▶ Page extract
start

Cypronia (formerly Cypron Studios, originally Ablaze Entertainment) is a Slovak indie video game developer based in Michalovce. Cypronia is largely a Microsoft Windows, Nintendo DS, Nintendo DSi, Nintendo 3DS, Wii U, Nintendo Switch, Xbox One and PlayStation 4 developer.

History
Cypronia began in 1997 under the name Ablaze Entertainment, releasing two games for the Commodore Amiga series of personal computers. In 2001, they changed their name to Cypron Studios, along with changing their focus to Microsoft Windows development. After releasing several games, mostly in the real-time strategy genre, they once again switched platforms to the Nintendo DS, bringing with them the new name of Cypronia.

Cypronia gained popularity when they released Cube Life: Island Survival, a sandbox video game for the Wii U. The game reached #1 in the Europe, #2 in the American and #3 in the Japanese Nintendo eShop charts.

Released games
Release year and platform each refer to the original (first released) version. Later releases on other platforms are therefore not taken into account in this list.

end

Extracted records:

start

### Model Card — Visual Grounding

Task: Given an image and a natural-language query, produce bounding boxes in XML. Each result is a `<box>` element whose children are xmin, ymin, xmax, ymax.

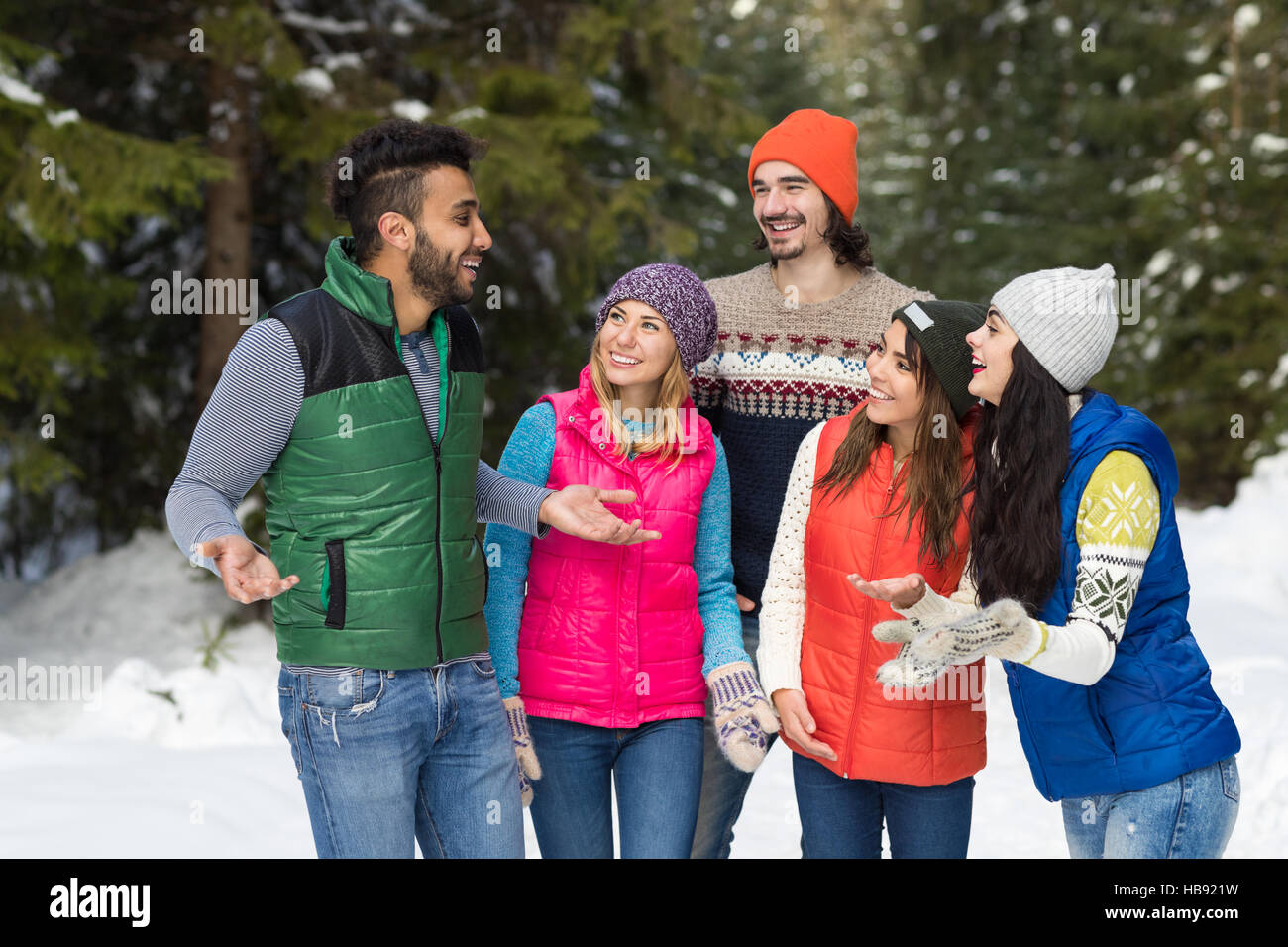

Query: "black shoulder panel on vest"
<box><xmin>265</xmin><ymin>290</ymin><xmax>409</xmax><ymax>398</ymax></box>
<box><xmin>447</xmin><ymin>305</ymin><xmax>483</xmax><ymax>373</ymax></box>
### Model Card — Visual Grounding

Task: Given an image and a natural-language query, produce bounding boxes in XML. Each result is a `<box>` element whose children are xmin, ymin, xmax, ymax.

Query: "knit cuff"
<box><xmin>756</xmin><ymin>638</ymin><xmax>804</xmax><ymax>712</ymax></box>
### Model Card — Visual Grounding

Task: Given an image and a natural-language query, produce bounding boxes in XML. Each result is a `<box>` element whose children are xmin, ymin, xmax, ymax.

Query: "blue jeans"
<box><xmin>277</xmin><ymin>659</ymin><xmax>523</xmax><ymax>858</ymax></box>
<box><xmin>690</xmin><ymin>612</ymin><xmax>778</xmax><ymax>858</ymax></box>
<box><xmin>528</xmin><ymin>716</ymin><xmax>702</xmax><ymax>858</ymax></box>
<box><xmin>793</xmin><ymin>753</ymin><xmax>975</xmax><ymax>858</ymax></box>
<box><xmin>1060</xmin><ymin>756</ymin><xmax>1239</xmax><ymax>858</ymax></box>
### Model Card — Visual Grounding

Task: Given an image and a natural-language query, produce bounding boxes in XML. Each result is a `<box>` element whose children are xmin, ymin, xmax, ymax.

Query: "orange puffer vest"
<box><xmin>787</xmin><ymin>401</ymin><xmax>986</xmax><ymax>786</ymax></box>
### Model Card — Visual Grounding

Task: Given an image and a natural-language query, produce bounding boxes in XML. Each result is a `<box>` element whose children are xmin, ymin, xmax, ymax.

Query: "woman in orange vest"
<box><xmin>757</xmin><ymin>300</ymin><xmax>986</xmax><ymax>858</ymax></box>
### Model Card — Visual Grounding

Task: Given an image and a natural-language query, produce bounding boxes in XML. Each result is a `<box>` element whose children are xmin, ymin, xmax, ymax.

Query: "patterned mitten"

end

▶ Tasks to complete
#1 Answer these questions using the Cypronia text:
(a) In which town is Cypronia based?
(b) In what year did the studio take the name Cypron Studios?
(c) What position did Cube Life: Island Survival reach in the Japanese Nintendo eShop charts?
#2 Carry the Cypronia text forward from its final sentence.

▶ The replies
#1
(a) Michalovce
(b) 2001
(c) #3

#2
The Strangers (1997, Amiga, real-time strategy game)
Napalm: Crimson Crisis (1999, Amiga, real-time strategy game)
State of War (2001, Microsoft Windows, real-time strategy game)
State of War: Warmonger (2003, Microsoft Windows, real-time strategy game, a sequel to State of War)
Gods: Lands of Infinity (2006, Microsoft Windows, turn-based RPG)
Logitech's Golf (2006, Microsoft Windows)
Gods: Lands of Infinity: Special Edition (2007, Microsoft Windows, rehaul of Gods: Lands of Infinity)
State of War 2: Arcon (2007, Microsoft Windows, multiplayer-focused real-time strategy game)
Command and Destroy (2008, Nintendo DS, real-time strategy game)
1 vs. 100 (2008, Nintendo DS, quiz game based on popular TV show 1 vs. 100 by Endemol)
Jagged Alliance (2008, Nintendo DS, DS adaptation of Jagged Alliance PC franchise)
Cube Life: Island Survival (2015, Wii U, sandbox survival game)
Cube Life: Pixel Action Heroes (2017, Wii U, sandbox first person shooter game)
Pixel Action Heroes (2018, Nintendo Switch, remake of Cube Life: Pixel Action Heroes)
Cube Life: Island Survival HD (2018, Microsoft Windows, remake of Cube Life: Island Survival)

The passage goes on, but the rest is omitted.